((
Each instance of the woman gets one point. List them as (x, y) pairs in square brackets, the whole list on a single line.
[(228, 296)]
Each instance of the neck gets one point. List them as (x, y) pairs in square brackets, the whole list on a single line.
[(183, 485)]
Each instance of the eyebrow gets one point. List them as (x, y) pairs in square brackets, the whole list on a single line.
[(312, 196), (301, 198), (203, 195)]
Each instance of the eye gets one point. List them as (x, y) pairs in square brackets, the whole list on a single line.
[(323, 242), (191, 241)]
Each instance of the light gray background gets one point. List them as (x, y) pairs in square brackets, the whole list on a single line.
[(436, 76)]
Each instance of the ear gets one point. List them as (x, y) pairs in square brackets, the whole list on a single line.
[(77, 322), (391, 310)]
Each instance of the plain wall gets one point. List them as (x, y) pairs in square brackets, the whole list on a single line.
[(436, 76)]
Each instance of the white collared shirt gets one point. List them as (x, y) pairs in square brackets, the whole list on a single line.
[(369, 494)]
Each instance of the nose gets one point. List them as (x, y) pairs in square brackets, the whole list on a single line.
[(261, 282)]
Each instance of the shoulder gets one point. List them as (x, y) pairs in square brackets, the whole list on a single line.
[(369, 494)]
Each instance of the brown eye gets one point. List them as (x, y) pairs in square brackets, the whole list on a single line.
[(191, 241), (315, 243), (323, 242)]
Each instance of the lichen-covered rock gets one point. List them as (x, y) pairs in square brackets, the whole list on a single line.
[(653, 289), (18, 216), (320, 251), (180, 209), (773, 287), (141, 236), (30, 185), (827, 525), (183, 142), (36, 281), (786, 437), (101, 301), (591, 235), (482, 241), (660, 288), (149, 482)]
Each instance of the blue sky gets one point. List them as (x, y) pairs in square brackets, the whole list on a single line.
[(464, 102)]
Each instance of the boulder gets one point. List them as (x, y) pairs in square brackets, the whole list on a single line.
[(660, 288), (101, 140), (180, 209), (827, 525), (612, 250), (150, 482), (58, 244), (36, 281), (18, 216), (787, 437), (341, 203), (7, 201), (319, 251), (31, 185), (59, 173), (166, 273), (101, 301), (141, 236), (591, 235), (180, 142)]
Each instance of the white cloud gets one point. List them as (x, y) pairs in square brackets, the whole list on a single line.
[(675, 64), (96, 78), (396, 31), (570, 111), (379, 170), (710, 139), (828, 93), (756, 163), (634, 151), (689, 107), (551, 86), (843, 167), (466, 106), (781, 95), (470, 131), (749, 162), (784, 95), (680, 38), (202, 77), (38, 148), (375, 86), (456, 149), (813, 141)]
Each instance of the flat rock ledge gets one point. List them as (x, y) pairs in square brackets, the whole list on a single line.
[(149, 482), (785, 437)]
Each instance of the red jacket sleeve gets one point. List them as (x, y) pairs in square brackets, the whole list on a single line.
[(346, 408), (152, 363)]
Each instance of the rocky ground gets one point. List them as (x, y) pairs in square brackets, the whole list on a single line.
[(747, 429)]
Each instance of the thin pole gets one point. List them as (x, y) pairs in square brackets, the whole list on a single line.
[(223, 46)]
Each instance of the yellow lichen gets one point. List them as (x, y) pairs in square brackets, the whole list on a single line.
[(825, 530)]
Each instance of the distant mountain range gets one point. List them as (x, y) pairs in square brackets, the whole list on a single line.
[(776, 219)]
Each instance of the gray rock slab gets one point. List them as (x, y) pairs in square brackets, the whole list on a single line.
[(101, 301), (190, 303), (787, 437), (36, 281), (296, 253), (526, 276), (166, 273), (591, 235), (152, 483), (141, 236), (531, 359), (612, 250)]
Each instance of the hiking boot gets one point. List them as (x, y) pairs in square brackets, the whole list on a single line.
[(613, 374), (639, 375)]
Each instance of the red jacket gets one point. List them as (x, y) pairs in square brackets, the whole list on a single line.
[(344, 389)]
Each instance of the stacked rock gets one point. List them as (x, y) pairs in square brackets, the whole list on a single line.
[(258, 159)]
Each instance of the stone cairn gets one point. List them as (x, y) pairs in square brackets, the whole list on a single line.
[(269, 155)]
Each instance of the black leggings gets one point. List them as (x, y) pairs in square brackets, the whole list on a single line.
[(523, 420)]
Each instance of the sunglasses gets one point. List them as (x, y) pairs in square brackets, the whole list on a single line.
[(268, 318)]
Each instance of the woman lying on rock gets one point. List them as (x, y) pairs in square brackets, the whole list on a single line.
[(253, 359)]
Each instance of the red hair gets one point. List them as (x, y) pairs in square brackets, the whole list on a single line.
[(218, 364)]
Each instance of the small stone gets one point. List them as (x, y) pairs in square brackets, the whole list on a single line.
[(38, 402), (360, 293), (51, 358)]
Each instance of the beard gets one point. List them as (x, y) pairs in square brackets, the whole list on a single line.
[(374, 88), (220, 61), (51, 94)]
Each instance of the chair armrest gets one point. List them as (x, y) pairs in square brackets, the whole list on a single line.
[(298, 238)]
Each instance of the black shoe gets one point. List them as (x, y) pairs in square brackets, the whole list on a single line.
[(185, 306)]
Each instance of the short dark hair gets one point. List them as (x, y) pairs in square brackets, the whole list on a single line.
))
### What you should do
All lines from the one containing "Each instance of the chair" through the end of the material should be restated exactly, with both end lines kept.

### Solution below
Each instance of the chair armrest gets one point. List them as (x, y) pairs in square brackets, the whole list on a single line.
[(298, 238)]
Each instance of the black shoe gets one point. List them as (x, y) pairs in square brackets, the whole list on a single line.
[(185, 306)]
Each instance of the short dark hair gets one point. List them as (x, y) pairs in square brackets, the whole list on a single line.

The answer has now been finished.